» **Task statement**
Exactly the lines from the beginning of the records to the line with "positive clicks: (789, 500)", both ends included, are to be given again, and pictures are to be left out.

» **Data**

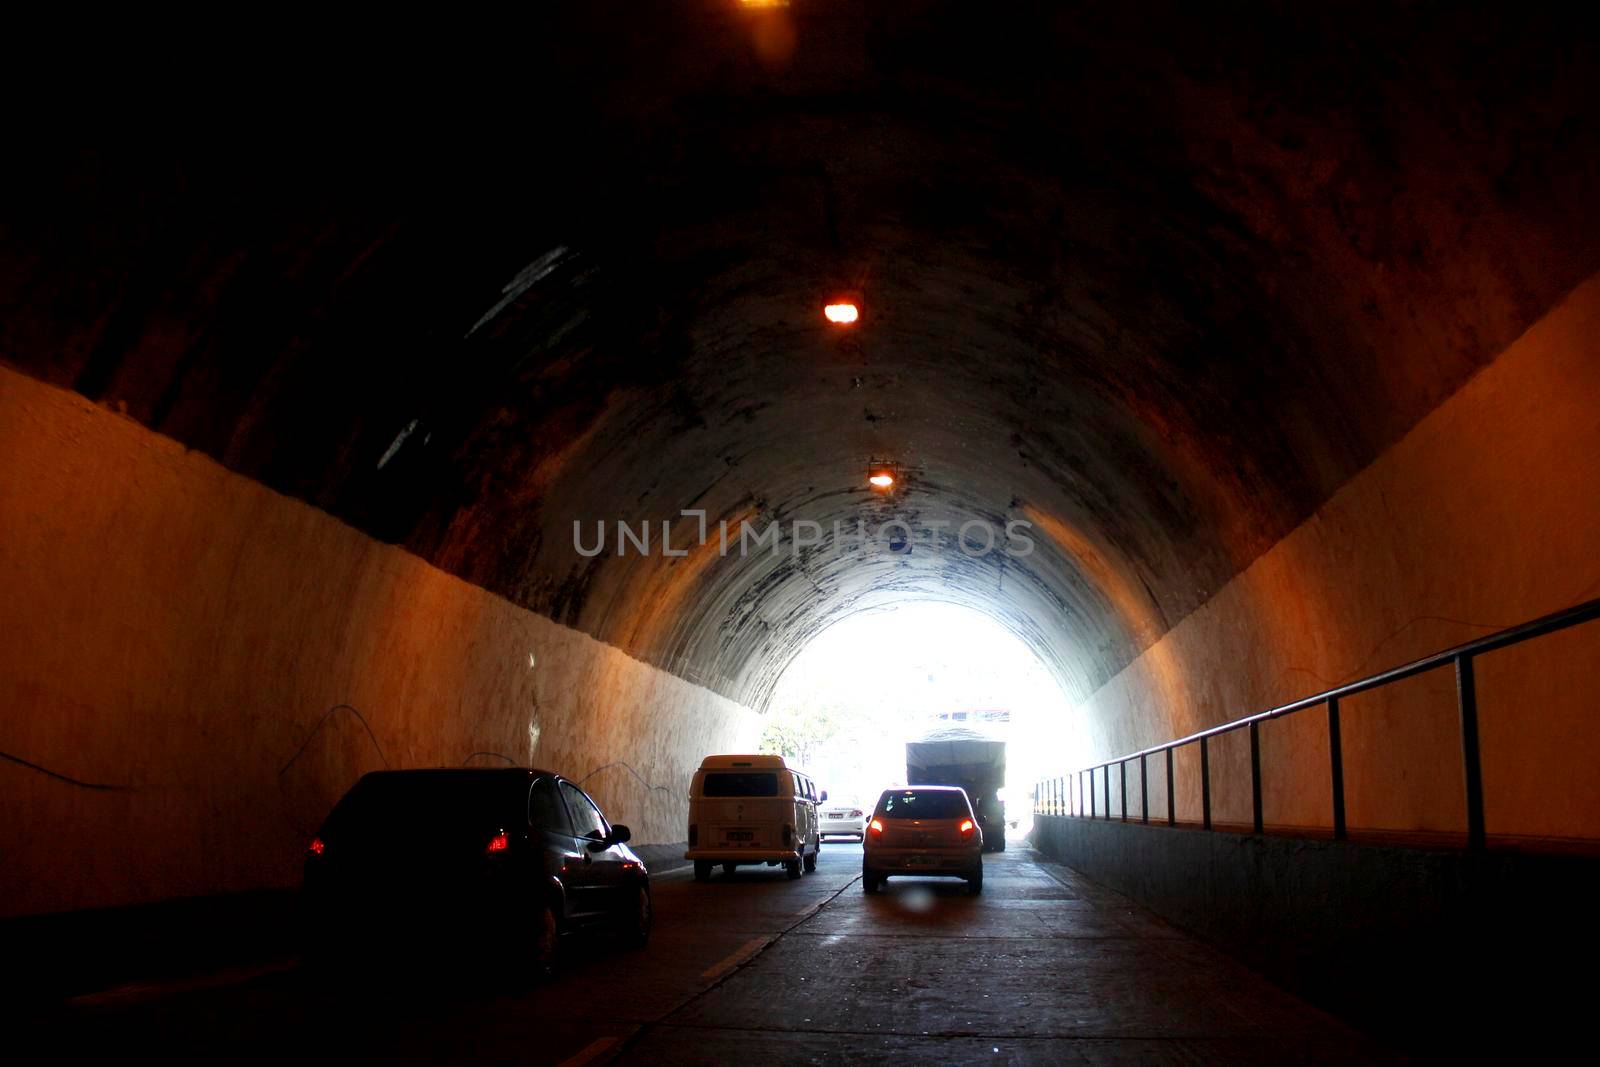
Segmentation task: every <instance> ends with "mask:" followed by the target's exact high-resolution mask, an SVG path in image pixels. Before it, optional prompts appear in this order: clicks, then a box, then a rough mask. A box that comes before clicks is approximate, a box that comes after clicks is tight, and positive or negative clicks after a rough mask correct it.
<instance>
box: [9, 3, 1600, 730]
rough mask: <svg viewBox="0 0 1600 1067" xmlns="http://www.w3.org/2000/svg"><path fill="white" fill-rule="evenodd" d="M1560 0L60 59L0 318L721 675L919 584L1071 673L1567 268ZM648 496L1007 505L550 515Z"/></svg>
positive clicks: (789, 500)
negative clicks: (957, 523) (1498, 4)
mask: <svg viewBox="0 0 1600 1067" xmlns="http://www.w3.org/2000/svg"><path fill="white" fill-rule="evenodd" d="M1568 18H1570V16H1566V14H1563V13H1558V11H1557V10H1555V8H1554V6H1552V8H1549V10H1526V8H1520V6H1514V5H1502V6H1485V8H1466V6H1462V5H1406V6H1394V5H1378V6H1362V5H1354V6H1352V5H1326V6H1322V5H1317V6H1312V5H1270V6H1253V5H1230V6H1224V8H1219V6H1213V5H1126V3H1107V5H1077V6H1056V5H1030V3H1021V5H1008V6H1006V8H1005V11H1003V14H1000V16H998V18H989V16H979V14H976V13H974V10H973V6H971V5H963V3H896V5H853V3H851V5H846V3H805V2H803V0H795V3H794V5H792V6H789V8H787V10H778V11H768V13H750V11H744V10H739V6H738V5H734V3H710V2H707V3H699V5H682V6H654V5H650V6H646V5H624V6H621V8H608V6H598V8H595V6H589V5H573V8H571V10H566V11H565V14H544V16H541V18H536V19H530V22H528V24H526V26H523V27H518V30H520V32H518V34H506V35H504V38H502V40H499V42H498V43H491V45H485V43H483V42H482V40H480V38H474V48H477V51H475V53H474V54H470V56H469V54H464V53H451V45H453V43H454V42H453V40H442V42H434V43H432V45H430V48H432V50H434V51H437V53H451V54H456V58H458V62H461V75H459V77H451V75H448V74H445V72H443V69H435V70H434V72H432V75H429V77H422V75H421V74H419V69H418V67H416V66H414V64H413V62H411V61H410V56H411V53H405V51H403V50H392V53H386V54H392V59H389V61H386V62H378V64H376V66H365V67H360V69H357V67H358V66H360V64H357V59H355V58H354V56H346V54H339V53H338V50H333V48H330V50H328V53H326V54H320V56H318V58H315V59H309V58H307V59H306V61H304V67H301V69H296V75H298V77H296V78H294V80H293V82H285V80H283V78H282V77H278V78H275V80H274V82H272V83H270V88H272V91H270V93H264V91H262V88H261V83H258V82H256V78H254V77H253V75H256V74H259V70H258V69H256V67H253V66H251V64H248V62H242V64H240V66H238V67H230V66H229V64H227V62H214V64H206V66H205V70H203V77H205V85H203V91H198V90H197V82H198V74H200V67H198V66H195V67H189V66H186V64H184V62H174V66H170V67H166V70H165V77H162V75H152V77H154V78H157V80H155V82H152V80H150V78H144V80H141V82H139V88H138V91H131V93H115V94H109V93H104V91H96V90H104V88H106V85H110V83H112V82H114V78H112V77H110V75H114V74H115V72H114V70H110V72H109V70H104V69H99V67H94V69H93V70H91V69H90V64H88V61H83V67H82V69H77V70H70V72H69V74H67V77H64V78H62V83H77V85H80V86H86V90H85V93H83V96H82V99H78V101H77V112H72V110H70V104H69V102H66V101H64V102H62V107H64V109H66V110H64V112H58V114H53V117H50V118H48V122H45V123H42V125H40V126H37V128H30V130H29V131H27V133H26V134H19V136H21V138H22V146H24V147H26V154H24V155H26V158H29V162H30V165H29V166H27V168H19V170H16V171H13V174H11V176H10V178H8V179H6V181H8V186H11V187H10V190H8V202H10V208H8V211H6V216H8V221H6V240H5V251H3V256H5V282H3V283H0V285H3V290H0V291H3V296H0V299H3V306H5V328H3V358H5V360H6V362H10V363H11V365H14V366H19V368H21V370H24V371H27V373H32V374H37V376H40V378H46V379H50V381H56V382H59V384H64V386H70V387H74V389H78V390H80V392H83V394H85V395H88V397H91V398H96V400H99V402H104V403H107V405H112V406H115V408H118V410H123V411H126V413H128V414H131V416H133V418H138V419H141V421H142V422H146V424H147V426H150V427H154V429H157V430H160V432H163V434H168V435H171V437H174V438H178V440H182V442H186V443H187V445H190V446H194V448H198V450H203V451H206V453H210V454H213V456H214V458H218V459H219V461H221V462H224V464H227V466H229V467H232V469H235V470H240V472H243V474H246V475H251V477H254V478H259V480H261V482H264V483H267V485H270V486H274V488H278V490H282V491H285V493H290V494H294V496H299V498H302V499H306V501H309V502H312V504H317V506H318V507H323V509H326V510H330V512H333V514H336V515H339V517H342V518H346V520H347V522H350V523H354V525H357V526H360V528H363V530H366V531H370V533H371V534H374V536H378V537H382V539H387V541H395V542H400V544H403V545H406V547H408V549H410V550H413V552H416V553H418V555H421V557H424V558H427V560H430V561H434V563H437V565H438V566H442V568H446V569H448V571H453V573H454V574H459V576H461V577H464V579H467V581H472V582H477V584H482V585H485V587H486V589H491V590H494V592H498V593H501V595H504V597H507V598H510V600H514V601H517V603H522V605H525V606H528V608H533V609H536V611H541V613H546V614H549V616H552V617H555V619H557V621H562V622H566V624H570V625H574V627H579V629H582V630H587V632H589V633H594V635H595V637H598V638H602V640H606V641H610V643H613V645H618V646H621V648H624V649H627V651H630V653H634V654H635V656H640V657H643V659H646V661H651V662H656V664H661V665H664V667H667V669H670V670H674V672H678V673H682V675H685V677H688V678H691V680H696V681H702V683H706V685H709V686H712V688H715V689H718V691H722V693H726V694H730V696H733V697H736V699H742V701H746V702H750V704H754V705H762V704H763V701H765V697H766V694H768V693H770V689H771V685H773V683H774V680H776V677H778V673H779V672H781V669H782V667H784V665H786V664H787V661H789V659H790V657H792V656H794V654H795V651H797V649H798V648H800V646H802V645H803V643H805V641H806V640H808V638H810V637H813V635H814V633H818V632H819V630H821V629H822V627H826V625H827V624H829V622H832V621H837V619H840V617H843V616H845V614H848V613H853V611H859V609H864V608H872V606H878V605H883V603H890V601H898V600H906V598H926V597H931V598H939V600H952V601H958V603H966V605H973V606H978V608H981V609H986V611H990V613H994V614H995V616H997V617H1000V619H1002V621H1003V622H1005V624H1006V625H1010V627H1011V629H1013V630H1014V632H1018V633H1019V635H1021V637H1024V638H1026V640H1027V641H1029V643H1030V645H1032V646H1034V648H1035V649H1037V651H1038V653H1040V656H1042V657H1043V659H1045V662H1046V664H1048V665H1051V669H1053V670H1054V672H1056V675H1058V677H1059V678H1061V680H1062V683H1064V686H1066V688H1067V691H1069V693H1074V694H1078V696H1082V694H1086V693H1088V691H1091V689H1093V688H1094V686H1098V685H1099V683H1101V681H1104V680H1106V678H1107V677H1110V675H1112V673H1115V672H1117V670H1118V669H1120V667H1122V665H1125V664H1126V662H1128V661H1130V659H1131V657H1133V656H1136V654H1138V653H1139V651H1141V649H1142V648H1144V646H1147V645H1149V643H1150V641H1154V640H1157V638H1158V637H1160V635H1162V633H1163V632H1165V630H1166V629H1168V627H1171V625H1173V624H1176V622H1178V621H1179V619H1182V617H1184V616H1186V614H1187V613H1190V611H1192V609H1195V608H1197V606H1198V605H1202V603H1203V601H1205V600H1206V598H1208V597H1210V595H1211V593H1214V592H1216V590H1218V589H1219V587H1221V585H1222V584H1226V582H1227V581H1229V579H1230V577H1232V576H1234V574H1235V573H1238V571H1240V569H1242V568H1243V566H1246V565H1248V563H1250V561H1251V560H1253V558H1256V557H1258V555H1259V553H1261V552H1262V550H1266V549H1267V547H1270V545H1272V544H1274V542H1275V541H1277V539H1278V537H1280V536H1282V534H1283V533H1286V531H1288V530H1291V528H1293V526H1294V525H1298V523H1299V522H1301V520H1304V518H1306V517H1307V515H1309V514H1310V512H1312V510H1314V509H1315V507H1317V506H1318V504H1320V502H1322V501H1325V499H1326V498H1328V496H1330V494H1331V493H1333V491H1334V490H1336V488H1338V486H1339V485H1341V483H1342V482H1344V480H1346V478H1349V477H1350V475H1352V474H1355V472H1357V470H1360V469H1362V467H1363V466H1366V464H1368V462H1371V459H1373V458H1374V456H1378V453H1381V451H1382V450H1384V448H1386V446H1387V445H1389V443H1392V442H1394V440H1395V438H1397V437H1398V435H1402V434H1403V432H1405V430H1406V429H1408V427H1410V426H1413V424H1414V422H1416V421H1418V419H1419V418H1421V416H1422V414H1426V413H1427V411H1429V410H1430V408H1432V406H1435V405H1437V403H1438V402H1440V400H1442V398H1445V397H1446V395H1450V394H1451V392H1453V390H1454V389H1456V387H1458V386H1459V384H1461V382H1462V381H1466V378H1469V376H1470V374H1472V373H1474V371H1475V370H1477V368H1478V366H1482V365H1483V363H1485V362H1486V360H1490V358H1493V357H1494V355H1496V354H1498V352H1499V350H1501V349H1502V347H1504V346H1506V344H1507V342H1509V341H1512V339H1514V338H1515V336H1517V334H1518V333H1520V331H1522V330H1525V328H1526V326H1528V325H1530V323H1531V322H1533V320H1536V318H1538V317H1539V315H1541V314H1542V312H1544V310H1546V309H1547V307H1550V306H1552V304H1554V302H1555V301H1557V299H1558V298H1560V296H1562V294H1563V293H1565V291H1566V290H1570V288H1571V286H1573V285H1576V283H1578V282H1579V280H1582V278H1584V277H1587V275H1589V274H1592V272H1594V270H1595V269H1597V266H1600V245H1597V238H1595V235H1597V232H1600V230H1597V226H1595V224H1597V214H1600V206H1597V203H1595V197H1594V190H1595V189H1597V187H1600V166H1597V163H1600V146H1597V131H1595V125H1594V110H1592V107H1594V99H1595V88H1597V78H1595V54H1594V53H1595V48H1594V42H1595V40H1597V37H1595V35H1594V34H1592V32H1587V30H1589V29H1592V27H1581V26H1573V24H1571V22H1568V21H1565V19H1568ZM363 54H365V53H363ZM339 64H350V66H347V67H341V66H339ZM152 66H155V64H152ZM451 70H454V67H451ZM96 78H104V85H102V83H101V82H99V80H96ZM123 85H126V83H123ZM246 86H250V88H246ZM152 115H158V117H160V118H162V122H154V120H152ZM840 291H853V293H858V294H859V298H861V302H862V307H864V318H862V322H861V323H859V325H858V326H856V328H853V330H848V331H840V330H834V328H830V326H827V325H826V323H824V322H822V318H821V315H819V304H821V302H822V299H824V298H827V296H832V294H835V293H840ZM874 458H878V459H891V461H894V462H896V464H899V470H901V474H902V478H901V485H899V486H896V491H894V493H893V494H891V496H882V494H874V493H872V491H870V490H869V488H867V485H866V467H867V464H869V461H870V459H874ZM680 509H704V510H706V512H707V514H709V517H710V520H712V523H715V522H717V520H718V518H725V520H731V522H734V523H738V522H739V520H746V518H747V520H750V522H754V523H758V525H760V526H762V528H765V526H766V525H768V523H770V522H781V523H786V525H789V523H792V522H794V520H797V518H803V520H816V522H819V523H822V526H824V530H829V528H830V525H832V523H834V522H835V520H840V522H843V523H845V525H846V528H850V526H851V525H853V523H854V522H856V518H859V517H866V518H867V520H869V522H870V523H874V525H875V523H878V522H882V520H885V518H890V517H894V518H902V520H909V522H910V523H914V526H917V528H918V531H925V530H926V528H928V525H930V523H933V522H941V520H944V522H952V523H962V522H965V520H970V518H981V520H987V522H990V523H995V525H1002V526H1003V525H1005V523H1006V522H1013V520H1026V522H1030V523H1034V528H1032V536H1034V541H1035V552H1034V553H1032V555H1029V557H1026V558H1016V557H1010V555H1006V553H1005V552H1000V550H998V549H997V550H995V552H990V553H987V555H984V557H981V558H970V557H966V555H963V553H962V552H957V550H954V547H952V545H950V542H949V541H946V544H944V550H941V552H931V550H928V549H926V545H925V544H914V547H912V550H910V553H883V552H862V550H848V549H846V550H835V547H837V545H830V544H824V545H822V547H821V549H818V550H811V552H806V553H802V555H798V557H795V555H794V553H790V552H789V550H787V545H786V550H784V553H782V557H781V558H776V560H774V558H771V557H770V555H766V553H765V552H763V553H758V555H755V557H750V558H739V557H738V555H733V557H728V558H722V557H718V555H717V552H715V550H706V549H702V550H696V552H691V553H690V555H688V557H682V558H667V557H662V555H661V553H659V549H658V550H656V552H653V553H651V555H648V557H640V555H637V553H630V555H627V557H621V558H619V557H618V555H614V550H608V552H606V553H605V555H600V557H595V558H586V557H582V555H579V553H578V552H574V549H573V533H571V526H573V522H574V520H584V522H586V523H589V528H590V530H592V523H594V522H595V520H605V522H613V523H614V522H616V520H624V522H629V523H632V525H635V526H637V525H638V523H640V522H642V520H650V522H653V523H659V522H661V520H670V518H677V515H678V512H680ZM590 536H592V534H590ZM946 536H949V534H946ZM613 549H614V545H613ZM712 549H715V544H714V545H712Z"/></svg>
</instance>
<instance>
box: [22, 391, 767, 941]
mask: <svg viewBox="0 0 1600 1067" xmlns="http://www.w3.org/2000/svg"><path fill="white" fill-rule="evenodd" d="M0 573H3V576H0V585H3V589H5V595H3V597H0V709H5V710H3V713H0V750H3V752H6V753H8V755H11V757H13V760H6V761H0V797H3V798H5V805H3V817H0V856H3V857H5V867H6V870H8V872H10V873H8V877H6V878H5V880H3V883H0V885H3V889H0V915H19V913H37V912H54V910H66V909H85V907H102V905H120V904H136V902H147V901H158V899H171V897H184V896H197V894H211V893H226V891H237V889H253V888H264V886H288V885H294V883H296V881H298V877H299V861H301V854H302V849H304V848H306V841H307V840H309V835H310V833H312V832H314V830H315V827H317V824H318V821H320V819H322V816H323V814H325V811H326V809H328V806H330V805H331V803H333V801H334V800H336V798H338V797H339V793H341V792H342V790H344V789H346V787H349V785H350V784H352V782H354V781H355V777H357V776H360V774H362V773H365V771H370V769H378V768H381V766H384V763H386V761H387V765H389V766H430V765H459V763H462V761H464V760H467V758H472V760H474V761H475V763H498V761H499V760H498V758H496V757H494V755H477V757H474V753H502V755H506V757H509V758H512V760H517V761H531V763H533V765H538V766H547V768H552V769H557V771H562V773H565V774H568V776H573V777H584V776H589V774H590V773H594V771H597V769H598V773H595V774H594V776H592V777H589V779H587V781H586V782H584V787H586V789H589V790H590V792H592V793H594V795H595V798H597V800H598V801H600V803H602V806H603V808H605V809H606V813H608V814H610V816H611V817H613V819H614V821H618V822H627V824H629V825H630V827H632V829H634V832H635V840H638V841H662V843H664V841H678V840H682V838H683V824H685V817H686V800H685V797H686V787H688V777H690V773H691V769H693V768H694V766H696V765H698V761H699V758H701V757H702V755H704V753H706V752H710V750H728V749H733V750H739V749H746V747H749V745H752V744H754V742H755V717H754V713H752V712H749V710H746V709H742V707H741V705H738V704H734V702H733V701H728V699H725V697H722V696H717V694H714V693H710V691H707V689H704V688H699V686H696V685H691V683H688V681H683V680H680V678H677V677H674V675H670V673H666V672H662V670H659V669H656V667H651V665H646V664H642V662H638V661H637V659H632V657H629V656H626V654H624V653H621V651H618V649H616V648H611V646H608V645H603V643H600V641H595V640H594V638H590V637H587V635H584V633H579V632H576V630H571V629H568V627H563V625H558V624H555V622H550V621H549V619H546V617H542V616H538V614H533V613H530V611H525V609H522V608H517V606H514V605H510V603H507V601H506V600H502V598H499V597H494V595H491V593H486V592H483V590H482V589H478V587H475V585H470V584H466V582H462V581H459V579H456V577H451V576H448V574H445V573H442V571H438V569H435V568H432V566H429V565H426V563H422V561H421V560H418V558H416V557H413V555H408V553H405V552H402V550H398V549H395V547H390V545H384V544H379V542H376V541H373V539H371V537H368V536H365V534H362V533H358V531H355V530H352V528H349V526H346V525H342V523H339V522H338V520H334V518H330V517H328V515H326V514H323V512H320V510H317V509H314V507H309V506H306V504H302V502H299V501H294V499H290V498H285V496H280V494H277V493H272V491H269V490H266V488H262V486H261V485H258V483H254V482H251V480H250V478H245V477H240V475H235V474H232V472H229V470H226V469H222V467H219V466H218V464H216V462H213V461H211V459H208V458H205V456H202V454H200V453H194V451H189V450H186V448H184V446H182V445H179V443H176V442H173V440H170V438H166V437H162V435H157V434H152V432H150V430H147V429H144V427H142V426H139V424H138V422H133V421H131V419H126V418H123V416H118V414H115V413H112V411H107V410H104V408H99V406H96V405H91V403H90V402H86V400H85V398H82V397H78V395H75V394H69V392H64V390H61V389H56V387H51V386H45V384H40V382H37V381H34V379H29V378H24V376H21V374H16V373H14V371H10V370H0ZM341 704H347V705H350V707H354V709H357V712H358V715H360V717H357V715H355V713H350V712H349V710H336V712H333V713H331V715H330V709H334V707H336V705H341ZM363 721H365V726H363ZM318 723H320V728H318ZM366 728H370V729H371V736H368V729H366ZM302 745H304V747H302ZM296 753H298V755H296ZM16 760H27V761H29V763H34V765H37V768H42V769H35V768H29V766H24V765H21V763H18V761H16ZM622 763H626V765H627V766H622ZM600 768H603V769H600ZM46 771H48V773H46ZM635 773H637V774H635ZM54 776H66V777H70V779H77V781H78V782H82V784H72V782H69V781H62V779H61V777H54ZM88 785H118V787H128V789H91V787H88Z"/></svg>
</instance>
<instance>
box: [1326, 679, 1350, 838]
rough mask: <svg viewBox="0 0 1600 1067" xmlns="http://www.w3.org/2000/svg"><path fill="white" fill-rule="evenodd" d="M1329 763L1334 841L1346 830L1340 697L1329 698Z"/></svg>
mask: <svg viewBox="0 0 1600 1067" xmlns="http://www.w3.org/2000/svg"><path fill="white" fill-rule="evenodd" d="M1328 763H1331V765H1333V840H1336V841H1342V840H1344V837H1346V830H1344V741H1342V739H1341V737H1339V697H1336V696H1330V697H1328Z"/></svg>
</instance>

» **Your response**
Segmentation task: every <instance> ends with "mask:" followed by the target's exact high-resolution mask, an SVG path in image pixels. Before it, optional prompts appear in this order: clicks, then a box, then a rough mask. A box that comes before clicks is approximate, a box that comes after clicks is tight, and positive or negative clicks after a rough mask correct it.
<instance>
box: [9, 3, 1600, 730]
rough mask: <svg viewBox="0 0 1600 1067" xmlns="http://www.w3.org/2000/svg"><path fill="white" fill-rule="evenodd" d="M1560 0L60 59L0 318L721 675L919 584L1071 673L1567 268ZM648 496L1007 505L550 515Z"/></svg>
positive clicks: (789, 500)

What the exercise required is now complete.